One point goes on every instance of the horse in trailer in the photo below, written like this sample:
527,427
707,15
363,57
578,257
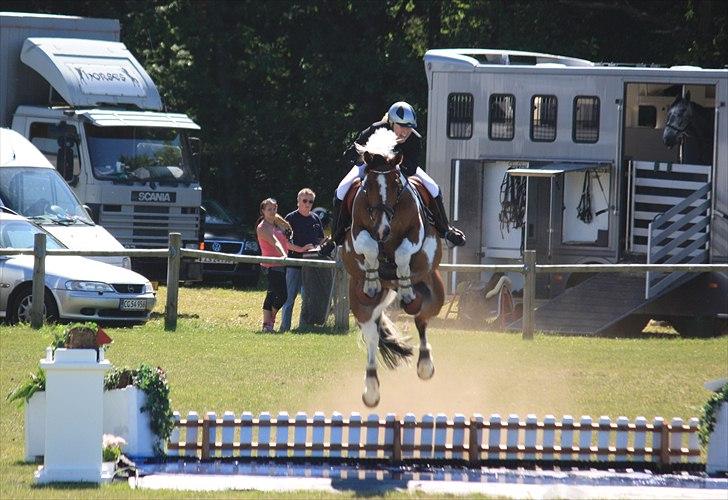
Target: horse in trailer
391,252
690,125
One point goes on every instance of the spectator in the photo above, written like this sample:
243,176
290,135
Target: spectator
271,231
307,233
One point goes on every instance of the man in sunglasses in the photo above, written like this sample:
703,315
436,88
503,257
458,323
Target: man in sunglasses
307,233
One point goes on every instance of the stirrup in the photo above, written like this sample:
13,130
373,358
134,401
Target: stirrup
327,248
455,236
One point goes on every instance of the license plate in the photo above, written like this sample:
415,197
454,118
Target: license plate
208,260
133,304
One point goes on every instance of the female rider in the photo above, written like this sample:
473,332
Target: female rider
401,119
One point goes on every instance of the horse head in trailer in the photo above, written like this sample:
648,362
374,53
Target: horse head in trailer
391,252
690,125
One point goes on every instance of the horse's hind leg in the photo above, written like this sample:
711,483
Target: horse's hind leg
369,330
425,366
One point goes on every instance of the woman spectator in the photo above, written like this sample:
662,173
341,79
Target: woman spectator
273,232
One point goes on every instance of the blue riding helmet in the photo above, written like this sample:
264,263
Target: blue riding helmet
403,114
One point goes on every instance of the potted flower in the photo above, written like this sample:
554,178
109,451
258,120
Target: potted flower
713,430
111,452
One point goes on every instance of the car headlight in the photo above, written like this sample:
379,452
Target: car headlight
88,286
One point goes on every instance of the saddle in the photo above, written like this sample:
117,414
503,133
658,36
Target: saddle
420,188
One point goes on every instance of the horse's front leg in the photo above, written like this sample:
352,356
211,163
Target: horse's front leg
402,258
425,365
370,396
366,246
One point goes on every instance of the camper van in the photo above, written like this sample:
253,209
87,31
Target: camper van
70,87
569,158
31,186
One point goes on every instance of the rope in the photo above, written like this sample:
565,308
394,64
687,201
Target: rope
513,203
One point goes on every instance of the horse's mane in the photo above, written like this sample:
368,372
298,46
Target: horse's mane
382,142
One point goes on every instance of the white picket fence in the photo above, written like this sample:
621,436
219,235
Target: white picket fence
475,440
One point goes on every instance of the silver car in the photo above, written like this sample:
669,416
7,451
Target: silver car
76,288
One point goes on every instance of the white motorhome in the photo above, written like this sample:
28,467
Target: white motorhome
______________________________
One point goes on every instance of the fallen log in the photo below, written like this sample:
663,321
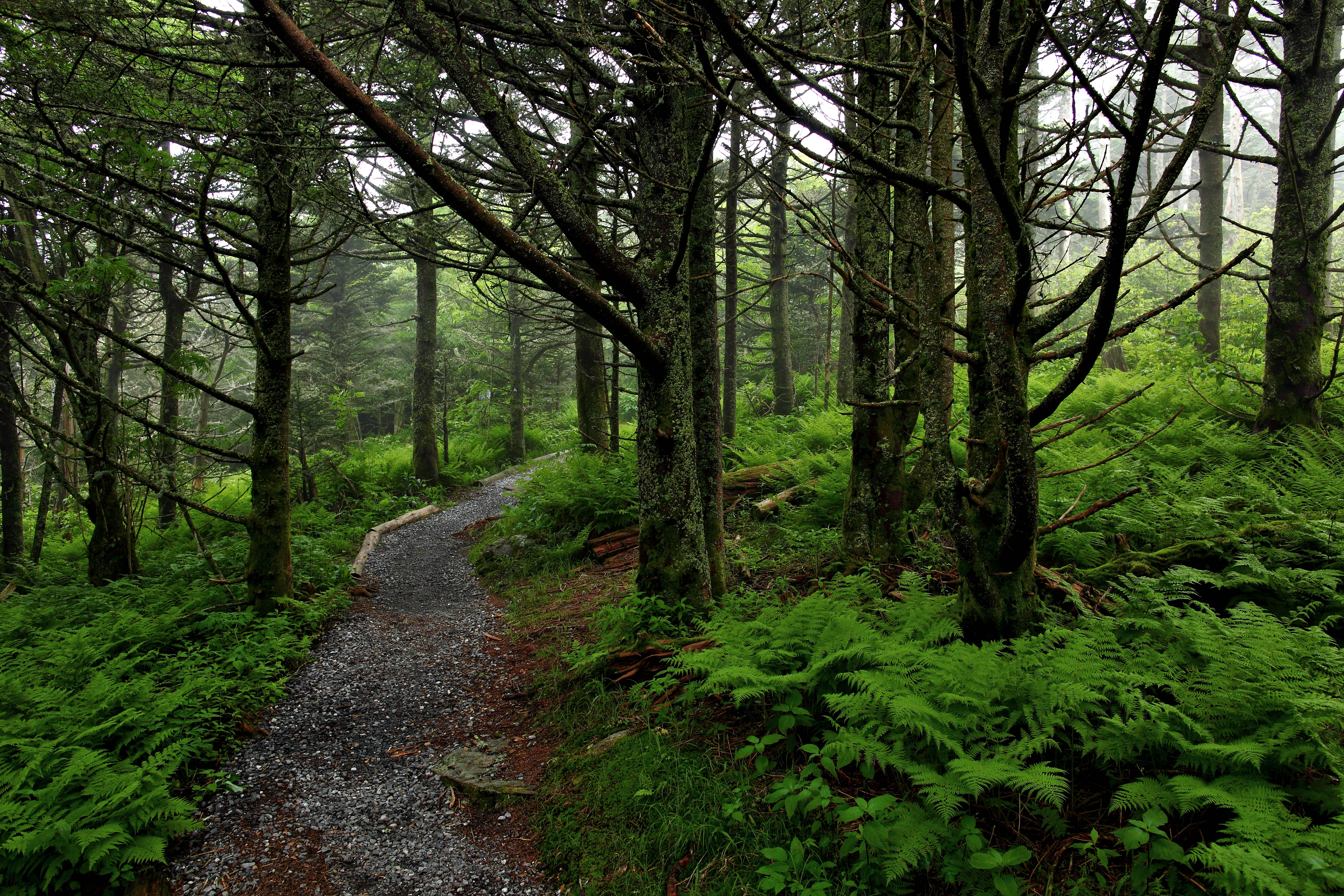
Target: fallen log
______________________________
- Task instructions -
Copy the records word for word, starting at the line that contains "One point goes on every instance of the car" and continuing through the line that contains "Target: white motorhome", with both of those lines included.

- Correct result -
One point goes on every instance of the car headlight in the photo above, written like this sample:
379,452
Target: car headlight
88,286
One point goes on every instance of the saddle in the photo above, written like this sample:
117,414
503,133
658,36
Target: saddle
420,188
One point goes on every instance of the horse's front leg in the photo above, written like this sample:
352,356
211,163
Target: horse's front leg
402,258
425,365
370,396
366,246
One point goes on every instance of the camper van in the photo above, written like this sample:
253,209
87,31
Target: camper van
70,87
569,158
31,186
One point goes on every instance of the rope in the photo above, written like this sample:
565,308
394,64
687,201
Target: rope
513,203
One point goes on every instance of the horse's mane in the photo above, written like this sample:
368,372
298,46
Target: horse's mane
382,142
One point goes on every instance of the white picket fence in the photo above, written like this sample:
621,436
219,235
Target: white picket fence
475,440
One point goes on every instance of the silver car in the photo above, written like this sample:
669,416
7,451
Target: silver car
76,288
One point goes on every instance of the white motorhome in the photo above, written like this sample:
28,467
Target: white motorhome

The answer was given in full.